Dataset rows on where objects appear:
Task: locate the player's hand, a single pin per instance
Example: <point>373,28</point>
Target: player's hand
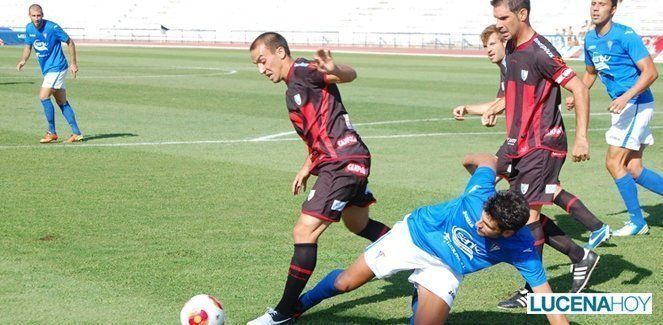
<point>299,184</point>
<point>570,103</point>
<point>74,69</point>
<point>580,150</point>
<point>325,61</point>
<point>489,118</point>
<point>618,105</point>
<point>459,112</point>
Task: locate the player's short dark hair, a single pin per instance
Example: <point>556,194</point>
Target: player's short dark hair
<point>509,209</point>
<point>35,6</point>
<point>272,41</point>
<point>514,5</point>
<point>490,30</point>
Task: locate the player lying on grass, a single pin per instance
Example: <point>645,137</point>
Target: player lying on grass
<point>554,236</point>
<point>444,242</point>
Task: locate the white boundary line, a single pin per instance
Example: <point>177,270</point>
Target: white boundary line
<point>170,143</point>
<point>278,135</point>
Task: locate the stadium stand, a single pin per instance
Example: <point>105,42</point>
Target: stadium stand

• _WRITTEN REQUEST_: Turn all of the data above into a numbered list with one entry per line, skipping any blank lines. Leave the pictures out of your answer.

• _RESULT FOR THIS TASK_:
1. Task: locate the player's hand, a single pin per instance
2. Example: <point>373,28</point>
3. Target: player's hand
4. <point>299,184</point>
5. <point>570,103</point>
6. <point>74,69</point>
7. <point>580,150</point>
8. <point>325,61</point>
9. <point>489,118</point>
10. <point>618,105</point>
11. <point>459,112</point>
12. Task: locate the player's short dark hair, a single pin per instance
13. Example: <point>556,194</point>
14. Target: player's short dark hair
15. <point>509,209</point>
16. <point>35,6</point>
17. <point>272,41</point>
18. <point>514,5</point>
19. <point>490,30</point>
20. Task: locate the player lying on grass, a single pin per instance
21. Example: <point>645,137</point>
22. Target: player lying on grass
23. <point>554,236</point>
24. <point>444,242</point>
25. Task: locate the white boundary line, a single pin per instance
26. Example: <point>177,270</point>
27. Target: white boundary line
28. <point>170,143</point>
29. <point>278,135</point>
30. Task: locate the stadium stand, a single pin per instance
31. Example: <point>105,42</point>
32. Target: stadium stand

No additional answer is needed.